What's needed is the listing below, repeated word for word with no pictures.

Available data –
⁂

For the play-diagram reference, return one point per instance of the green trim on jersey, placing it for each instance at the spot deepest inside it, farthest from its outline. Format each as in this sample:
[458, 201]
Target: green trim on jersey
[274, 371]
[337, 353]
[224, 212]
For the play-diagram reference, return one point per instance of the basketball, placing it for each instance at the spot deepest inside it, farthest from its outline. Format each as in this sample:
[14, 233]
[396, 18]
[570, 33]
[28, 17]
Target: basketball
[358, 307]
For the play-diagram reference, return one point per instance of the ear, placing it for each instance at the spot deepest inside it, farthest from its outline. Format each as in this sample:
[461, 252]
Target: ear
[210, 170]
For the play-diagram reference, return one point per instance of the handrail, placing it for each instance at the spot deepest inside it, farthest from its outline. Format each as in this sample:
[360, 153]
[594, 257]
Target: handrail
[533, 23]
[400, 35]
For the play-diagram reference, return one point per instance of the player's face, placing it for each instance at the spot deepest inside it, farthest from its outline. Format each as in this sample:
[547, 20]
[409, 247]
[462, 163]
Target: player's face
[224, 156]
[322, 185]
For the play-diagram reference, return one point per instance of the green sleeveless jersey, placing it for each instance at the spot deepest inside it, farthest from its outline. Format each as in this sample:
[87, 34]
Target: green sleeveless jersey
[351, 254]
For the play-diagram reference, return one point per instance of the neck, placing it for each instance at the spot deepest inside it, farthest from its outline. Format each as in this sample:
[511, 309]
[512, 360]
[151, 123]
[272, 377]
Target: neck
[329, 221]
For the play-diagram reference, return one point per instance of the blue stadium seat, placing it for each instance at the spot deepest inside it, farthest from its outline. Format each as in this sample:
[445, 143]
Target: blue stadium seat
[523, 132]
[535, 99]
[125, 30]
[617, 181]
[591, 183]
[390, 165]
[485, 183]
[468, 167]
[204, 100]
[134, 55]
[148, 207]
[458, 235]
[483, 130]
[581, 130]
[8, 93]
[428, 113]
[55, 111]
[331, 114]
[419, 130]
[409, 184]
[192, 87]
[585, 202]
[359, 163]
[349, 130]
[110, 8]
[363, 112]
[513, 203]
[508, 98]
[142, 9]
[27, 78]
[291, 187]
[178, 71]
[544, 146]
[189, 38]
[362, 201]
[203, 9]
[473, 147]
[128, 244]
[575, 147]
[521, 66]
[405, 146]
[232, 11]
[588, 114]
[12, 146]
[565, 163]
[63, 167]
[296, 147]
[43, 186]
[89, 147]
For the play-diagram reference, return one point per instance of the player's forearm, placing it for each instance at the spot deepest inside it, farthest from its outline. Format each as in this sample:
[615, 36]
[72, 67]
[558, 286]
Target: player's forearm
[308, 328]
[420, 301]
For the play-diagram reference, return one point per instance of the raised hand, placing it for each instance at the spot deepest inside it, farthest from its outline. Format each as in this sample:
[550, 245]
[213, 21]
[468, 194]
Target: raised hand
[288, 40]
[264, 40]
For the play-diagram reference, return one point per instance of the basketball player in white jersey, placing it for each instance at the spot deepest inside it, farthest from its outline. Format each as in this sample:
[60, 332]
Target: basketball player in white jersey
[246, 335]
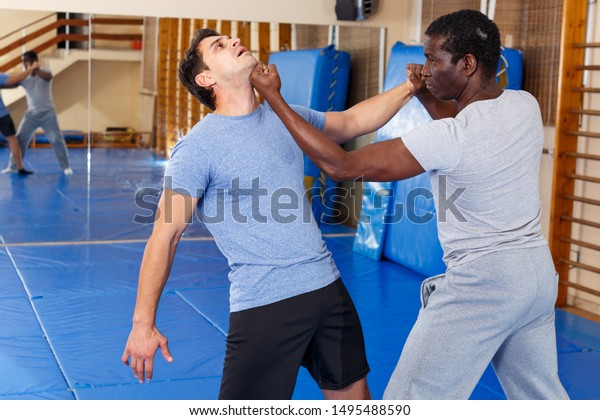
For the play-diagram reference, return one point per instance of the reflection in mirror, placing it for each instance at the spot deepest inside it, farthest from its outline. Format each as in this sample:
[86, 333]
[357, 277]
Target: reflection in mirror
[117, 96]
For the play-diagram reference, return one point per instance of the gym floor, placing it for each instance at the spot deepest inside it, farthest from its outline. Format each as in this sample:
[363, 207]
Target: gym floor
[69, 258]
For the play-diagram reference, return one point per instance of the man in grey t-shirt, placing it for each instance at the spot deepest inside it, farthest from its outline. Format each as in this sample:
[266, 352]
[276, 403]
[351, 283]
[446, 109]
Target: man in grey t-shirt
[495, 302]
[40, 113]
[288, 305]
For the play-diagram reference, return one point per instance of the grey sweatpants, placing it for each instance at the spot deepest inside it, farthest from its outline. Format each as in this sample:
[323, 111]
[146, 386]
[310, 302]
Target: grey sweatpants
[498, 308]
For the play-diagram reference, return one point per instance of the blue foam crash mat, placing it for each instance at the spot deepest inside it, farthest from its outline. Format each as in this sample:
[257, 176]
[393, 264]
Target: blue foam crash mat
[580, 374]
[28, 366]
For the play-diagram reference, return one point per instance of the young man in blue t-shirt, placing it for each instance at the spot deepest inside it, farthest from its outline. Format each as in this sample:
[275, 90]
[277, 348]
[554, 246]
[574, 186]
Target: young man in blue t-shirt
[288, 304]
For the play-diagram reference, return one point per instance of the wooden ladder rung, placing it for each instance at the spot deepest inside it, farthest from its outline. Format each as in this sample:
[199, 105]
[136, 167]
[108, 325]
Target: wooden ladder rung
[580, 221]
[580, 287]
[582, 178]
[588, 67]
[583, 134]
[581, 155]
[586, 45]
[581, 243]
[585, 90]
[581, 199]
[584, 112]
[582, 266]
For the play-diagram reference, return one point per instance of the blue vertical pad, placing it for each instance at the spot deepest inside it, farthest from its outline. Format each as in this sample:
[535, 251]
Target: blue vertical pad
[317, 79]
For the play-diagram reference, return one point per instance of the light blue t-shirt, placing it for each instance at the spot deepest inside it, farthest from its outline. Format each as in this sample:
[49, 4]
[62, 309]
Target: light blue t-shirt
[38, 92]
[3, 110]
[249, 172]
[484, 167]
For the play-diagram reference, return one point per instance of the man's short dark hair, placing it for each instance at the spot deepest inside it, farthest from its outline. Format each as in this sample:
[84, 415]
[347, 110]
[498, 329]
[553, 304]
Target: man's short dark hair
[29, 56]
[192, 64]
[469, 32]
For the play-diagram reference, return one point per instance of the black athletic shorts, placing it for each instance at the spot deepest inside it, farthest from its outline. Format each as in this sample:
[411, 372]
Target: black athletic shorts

⁂

Result of this exercise –
For the play-diagram reference, return one point per instance of the green trim on jersey, placing it for each instance at the spot deepest inside it, farthest from its outline. Format each as in this sample:
[458, 201]
Target: green trim on jersey
[274, 371]
[337, 353]
[224, 212]
For the play-diagram reference, return one point per instance of the basketball, placing it for each instance at the spot deepest inside it, farthest from its outline. Format each as in this sample:
[14, 233]
[396, 18]
[570, 33]
[28, 17]
Target: basketball
[358, 307]
For the play-diagram reference, return one point per instance of the ear, placing it for each instance at the spot deepest inside it, farthest from its outline. Format each as in this sample:
[461, 252]
Target: ear
[210, 170]
For the play-diagram reference, return one point per instance of the handrail, placing it for each instance at the spot deepest inside it, farthest from its outline. Format each as in this sample:
[360, 153]
[594, 257]
Target: handrail
[533, 23]
[400, 35]
For the play-diagram reference, return one point per instance of the player's face, placing it for each instance at the spot deepest inside it, farthest from its outline. Format each as in this sample:
[547, 20]
[409, 247]
[462, 163]
Target: player's face
[224, 156]
[322, 185]
For the play-diagram reference, return one point per instance of the green sleeveless jersey, placing it for each instance at the spot deepest inside it, farthest from its outline. Format each as in this sample:
[87, 34]
Target: green sleeveless jersey
[351, 254]
For the play-diagram reference, return one point per instance of the neck, placing it for each instance at the spot deepest inside it, farthest from its outline. Format each as in this sample:
[511, 309]
[512, 360]
[151, 123]
[272, 377]
Target: neck
[329, 221]
For the play-diagram reference, return one point per instance of the blue stadium seat, placing it for each instance at the spot deepest inside it, farthest from its outline. Format each as in this sample:
[445, 143]
Target: blue stadium seat
[523, 132]
[535, 99]
[125, 30]
[617, 181]
[591, 183]
[390, 165]
[485, 183]
[468, 167]
[204, 100]
[134, 55]
[148, 207]
[458, 235]
[483, 130]
[581, 130]
[8, 93]
[428, 113]
[55, 111]
[331, 114]
[419, 130]
[409, 184]
[192, 87]
[585, 202]
[359, 163]
[349, 130]
[110, 8]
[363, 112]
[513, 203]
[508, 98]
[142, 9]
[27, 78]
[291, 187]
[178, 71]
[544, 146]
[189, 38]
[362, 201]
[203, 9]
[473, 147]
[128, 244]
[575, 147]
[521, 66]
[405, 146]
[232, 11]
[588, 114]
[12, 146]
[565, 163]
[63, 167]
[296, 147]
[43, 186]
[89, 147]
For the play-diagram reference, return one point per instance of the player's forearm, placing it for each instance at the spot deepest inside it, farthest from its outline. Format each as in this sample:
[615, 36]
[72, 67]
[558, 286]
Target: player's forearm
[308, 328]
[420, 301]
For the play-diagram reference, return one point per instance of the raised hand, placing it for each instance at the spot deepest inside it, farthest from its outline. Format each as in this sample:
[550, 245]
[213, 21]
[468, 194]
Target: raised hand
[288, 40]
[264, 40]
For the play-diagram reference, return one point per instance of the basketball player in white jersey, placing it for each instance at the spot deepest inside it, farthest from its outline. Format each as in this sample:
[60, 332]
Target: basketball player in white jersey
[246, 335]
For the play-diagram reference, return one point per instance of the reflection in mirror, placing it for each instance at the spot deepest inside it, farthest from its outline. Format each as in this sample:
[86, 333]
[357, 277]
Target: reflection in mirror
[117, 96]
For the play-diagram reference, return one point per instance of the gym floor, placing it for each instance at the spot deepest inside it, farthest from its outline. Format each as in this sample:
[363, 207]
Target: gym floor
[69, 258]
For the play-diagram reference, return one point per instance of the man in grey t-shirt, placing it for each instance at the spot deepest inside it, farthest from its outline. Format each as in this sample:
[266, 352]
[276, 403]
[351, 283]
[446, 109]
Target: man in grey t-shirt
[495, 302]
[40, 113]
[288, 305]
For the play-diagram reference, return one point per instance of the grey sweatpants, placing it for each instance at the spot deepest inside it, farthest from its outline. Format each as in this sample:
[323, 111]
[146, 386]
[310, 302]
Target: grey sweatpants
[498, 308]
For the play-diagram reference, return one point per instance of the blue foam crash mat, placing it for each instance at the spot deepest inside it, farthest from its outline. Format each as in this sample:
[257, 176]
[393, 264]
Target: blue foam crash mat
[580, 374]
[28, 366]
For the play-diagram reference, return one point per instance of the young man in blue t-shirt, placing it for each instance at the spot deepest inside it, farthest from its outline. Format each as in this sample:
[275, 90]
[277, 348]
[554, 246]
[574, 186]
Target: young man in blue t-shirt
[288, 304]
For the play-diagram reference, return one point per instance of the wooden ladder rung, placing it for each instance at the spot deepest inside it, farthest from its outline. Format each as in this sample:
[199, 105]
[136, 167]
[108, 325]
Target: wooden ladder rung
[580, 221]
[580, 287]
[582, 178]
[588, 67]
[583, 134]
[581, 155]
[586, 45]
[581, 243]
[585, 90]
[581, 199]
[584, 112]
[582, 266]
For the play-diagram reference, return one point per instance of the blue vertical pad, placing it for each instance at the spot deepest inside it, farthest from its outline. Format each as in this sample:
[535, 251]
Target: blue vertical pad
[317, 79]
For the play-diagram reference, return one point per instance of the light blue t-shirt, placing it for each instance at the spot deepest inside it, farthest from its outline. Format each as in this sample:
[49, 4]
[62, 309]
Target: light blue t-shirt
[38, 92]
[3, 110]
[249, 172]
[484, 167]
For the play-diagram reference, return one point per instance of the man's short dark hair, placing it for each instance at the spot deepest inside it, farthest from its outline. Format each as in this sample:
[84, 415]
[347, 110]
[498, 329]
[553, 304]
Target: man's short dark hair
[29, 56]
[192, 64]
[469, 32]
For the play-diagram reference, return one point per instance of the black athletic shorts, placing it for each instance at the spot deepest inside it, farthest from its outline. Format each as in this sample:
[411, 372]
Target: black athletic shorts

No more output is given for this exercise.